Extract provided:
Hi
Alex,
I was not suggesting
to modify the original source tree while in the process of executing the XSLT
transform. (As you explain below, that could cause infinite
loops).
What I am suggesting
is that, *instead* of executing the whole XSLT transform, we take a short cut:
we just modify the original source tree and we say that it is the new
tree created by the XSLT transform. If XSLT tries to complain and say "show me
the original source tree and demonstrate to me that it was not modified", I
would simply say "sorry, the original source tree got destroyed and all that is
left is the new tree". In other words, how would XSLT be able to distinguish
between these two cases:
1- the result tree
is a real new tree and the original source tree existed for a short time as a
tree distinct from the source tree, but now the source tree is
gone
2- the result tree
is actually a modification of the original source tree, and that is all that is
left
If XSLT was allowed
to look at the tree only after the assignment (i.e. assignment is atomic from
the point of view of XSLT in a BPEL context), XSLT could not distinguish case 1
from case 2 (sort of the Turing test for AI ;-).
Ugo
-----Original Message----- From: Alex
Yiu [mailto:alex.yiu@oracle.com] Sent: Monday, June 06, 2005 4:20
PM To: Ugo Corda Cc: wsbpeltc; Alex Yiu Subject:
Re: [wsbpel] Issue - 157 - Proposal For Vote
Hi,
all,
The quotation Ugo made is under the section of Section 5.
"Template Rules" and Section 5.1 "Processing
Model": ----------------------------------- A list of source nodes is
processed to create a result tree fragment. The result tree is
constructed by processing a list containing just the root node. A list of
source nodes is processed by appending the result tree structure created by
processing each of the members of the list in order ...
Implementations are free to process the source document in any way that
produces the same result as if it were processed using this processing
model. -----------------------------------
The context is how
an XSLT processor process the source document and match and fire the template
rules. The optimization allowed may include:
- indexing of the source document
- using different data models: DOM, SAX, XPath, ...
- parallelism of template rule application
Modifying the
source document is NOT the same result. That is a big semantic change.
NOT just an optimization.
If we allow modifying an source
document, it will introduce "von Neumann" style computation back to
XSLT, which is known to have problems with non-procedural languages (e.g. XSLT
and XQuery). The modification creates a bunch of problems of current XSLT /
XQuery design do no cater for. E.g. whether to re-fire some template rules
after the source document is modified.

Dataset content:

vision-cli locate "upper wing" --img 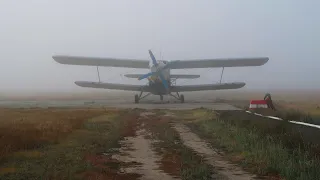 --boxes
[52,55,149,68]
[170,57,269,69]
[124,74,200,79]
[75,81,150,92]
[171,82,246,92]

Objectives:
(a) Answer these from the email about changing the XSLT source tree:
(i) On what date was Alex Yiu's message sent?
(ii) Which two sections does Alex say Ugo's quotation comes from?
(iii) Which three optimizations does Alex list as allowed?
(b) Extend the email about changing the XSLT source tree, picking up after its final sentence.

Results in order:
(a)
(i) Monday, June 06, 2005.
(ii) Section 5 "Template Rules" and Section 5.1 "Processing Model".
(iii) Indexing of the source document; using different data models such as DOM, SAX and XPath; and parallelism of template rule application.

(b)
A detailed example:
------------------------- <xsl:template
match="foo"> <xsl:element
name="bar">
...
</xsl:element>
</xsl:template>
<xsl:template match="bar">
<xsl:element name="foo">
...
</xsl:element>
</xsl:template> -------------------------
We have a template
rule that transforms the "foo" element into the "bar" element. And, we have
another rule which transform "bar" element into "foo" element.
If the
source document is NOT modified, its semantics is very clear. It is a
"flipping" XSLT : all "foo" elements are flipped to "bar", while
all "bar" elements are flipped to "foo".
However, if the source
document is modified, will we run into an infinite loop?
Also,
allowing modification of source document essentially destroy the parallelism
of template rule application.
Regards, Alex
Yiu
Ugo Corda wrote:
Hi Alex,
> not having the capabilities of a
smaller granularity of replacement has a BIG impact on efficiency of
<assign>. > For
example: in order to replace a small zip code field of a large PO documents
(e.g. 100 line items), we would effectively copy all those 100 line items.
>
That is NOT an implementation-dependent issue. The XSLT spec clearly
shows its intention (see the quotations above).
I am not convinced that XSLT actually imposes those limitations
on an implementation optimization. For instance, sec. 5.1 of XSLT 1.0,
Processing Model, states: "Implementations are free to process the source
document in any way that produces the same result as if it were processed
using this processing model".
So, suppose that the large PO document is in my
target variable, and I want to replace just a zip code field. Evidently I
don't care about preserving the original PO document as a
separate independent entity, since all I care is that, after the
assign, the variable contains the modified PO. If the original PO is in DOM
form, what would prevent my implementation from just replacing the zip
code field and then pretending that the modified DOM is actually the DOM
representing the whole new PO document resulting from the XSLT transform,
*as if* the modified PO actually got generated applying the
copy/creation semantics as described in the XSLT process
model?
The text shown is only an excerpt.